Исходный текст:
Разнонаправленность двух мировоззренческих позиций, насильственно сведённых в единую эклектическую конструкцию, и погубила в конечном счёте советский проект. При этом “личные, чисто человеческие оговорки (классиков ― С. Г.) ничего не меняли в официальном историческом монологе марксизма, оказавшегося непреклонным в своём догматическом оптимизме”[14]. А то, что “брак” в теоретическом обеспечении проекта обнаружился не сразу, объясняется просто: до поры до времени эклектика была малозаметна.

Дело в том, что пока малограмотный народ напрягался на стройках и гибнул на войнах, руководителям верили нá слово — было не до теорий. Да и послевоенная трудная обстановка не располагала к ним. Но вот настали более спокойные и сытые времена (так называемый “застой”), подросло новое, более образованное поколение, в сознании которого противоестественное совмещение двух разнородных мировоззренческих позиций начало постепенно давать сбои. То есть новое поколение если ещё и не понимало, то уже интуитивно чувствовало, что в своих реально существующих формах советский проект определяется не столько официально заявленным идеалом социальной справедливости, сколько своим научным обоснованием — материалистическим мировоззрением. Мировоззрение же это, чуждое относительным в его трактовке ценностным понятиям, подспудно ориентировало массовое сознание на принципиально не совместимые с высокими идеалами вышеупомянутые поведенческие установки: политика, экономика, наука ― отдельно, мораль ― отдельно.

Что требуется:
Что, согласно тексту о советском проекте, в конечном счёте его погубило?

Фрагмент набора данных:
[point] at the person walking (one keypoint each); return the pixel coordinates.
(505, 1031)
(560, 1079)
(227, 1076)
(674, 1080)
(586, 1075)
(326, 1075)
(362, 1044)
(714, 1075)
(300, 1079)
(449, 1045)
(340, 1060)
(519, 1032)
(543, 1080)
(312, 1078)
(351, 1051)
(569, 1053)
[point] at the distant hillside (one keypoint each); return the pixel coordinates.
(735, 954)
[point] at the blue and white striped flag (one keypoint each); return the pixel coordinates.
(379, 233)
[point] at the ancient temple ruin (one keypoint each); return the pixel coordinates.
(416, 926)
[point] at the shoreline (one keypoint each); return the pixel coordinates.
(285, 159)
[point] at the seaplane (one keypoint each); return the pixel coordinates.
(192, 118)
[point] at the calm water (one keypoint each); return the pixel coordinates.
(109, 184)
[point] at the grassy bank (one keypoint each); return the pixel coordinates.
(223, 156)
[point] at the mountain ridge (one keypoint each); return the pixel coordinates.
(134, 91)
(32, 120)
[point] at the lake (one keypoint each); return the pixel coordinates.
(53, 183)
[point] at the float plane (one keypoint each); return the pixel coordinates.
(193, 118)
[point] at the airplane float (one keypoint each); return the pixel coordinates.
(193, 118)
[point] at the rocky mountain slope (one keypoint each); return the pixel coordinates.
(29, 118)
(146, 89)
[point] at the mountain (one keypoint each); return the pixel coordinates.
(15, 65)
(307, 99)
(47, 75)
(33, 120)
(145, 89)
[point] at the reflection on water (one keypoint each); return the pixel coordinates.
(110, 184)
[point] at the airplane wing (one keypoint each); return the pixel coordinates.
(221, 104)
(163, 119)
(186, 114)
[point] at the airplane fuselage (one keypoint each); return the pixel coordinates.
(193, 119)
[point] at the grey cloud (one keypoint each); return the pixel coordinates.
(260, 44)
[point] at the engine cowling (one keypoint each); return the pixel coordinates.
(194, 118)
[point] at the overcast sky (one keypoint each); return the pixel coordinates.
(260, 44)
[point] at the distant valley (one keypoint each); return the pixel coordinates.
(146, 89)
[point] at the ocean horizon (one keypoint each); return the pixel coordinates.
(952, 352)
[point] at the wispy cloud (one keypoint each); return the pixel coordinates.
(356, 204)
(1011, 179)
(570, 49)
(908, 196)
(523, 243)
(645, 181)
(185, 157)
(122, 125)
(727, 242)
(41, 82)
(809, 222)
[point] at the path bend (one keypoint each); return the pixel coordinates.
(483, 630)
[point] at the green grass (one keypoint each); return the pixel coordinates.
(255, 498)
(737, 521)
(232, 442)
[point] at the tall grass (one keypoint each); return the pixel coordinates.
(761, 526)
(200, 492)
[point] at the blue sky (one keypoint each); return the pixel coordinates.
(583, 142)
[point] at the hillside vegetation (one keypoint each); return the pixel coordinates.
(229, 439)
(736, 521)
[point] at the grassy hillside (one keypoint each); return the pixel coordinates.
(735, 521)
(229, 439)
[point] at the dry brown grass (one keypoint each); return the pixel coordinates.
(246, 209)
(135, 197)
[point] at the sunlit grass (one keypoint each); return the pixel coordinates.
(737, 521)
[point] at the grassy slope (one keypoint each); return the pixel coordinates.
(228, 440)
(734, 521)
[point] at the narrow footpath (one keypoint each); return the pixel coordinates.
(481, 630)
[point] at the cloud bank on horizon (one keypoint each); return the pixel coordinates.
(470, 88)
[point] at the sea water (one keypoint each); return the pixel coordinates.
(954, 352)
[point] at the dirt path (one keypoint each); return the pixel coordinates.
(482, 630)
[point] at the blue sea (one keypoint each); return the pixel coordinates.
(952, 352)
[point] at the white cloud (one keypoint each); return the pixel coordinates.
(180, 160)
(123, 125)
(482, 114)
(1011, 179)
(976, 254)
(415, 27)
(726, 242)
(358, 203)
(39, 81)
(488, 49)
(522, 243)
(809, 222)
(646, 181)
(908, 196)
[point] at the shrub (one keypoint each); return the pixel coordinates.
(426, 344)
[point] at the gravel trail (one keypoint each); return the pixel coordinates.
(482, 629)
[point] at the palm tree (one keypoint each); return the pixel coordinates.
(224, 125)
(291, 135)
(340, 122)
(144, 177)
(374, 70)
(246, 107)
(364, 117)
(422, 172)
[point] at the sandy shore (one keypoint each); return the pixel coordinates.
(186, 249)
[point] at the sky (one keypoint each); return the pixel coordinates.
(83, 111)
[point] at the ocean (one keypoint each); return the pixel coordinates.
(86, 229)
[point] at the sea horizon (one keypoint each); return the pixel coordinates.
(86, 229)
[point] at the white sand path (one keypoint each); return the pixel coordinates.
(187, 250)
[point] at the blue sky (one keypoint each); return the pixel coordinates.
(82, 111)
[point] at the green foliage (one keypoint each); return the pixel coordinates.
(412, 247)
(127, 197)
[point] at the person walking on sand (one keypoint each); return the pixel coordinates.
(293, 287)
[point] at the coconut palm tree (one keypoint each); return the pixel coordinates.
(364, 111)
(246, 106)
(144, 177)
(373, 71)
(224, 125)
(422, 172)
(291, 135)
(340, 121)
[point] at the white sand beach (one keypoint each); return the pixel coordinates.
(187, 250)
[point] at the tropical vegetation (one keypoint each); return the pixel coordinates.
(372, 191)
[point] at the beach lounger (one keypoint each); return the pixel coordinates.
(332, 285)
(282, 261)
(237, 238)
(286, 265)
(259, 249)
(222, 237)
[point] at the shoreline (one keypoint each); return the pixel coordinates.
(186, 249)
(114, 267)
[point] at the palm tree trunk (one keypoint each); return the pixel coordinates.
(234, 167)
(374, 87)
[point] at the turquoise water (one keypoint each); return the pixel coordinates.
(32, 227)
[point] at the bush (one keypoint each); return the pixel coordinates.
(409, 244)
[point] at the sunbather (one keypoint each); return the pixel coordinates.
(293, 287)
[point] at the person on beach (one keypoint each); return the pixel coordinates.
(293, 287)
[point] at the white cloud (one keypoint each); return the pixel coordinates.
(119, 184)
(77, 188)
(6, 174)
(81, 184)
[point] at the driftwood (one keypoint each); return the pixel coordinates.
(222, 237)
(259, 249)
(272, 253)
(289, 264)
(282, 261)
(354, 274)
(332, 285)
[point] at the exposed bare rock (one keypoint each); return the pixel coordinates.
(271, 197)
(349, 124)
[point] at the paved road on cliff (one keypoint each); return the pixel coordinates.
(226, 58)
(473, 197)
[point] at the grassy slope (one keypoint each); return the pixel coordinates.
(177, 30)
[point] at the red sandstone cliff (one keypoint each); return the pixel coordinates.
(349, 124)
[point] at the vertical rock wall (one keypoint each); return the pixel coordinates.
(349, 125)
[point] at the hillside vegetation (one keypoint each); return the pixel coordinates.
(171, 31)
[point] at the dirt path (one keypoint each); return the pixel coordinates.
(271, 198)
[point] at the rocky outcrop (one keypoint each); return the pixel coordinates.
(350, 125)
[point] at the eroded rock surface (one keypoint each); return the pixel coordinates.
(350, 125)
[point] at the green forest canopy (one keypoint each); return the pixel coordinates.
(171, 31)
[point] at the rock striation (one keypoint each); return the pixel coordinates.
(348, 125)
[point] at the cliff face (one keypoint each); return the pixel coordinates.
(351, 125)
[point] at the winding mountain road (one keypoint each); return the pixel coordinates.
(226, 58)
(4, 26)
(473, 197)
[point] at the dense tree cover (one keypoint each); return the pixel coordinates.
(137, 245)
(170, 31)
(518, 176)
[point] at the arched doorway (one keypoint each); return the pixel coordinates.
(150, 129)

Результат выполнения:
Разнонаправленность двух мировоззренческих позиций, насильственно сведённых в единую эклектическую конструкцию.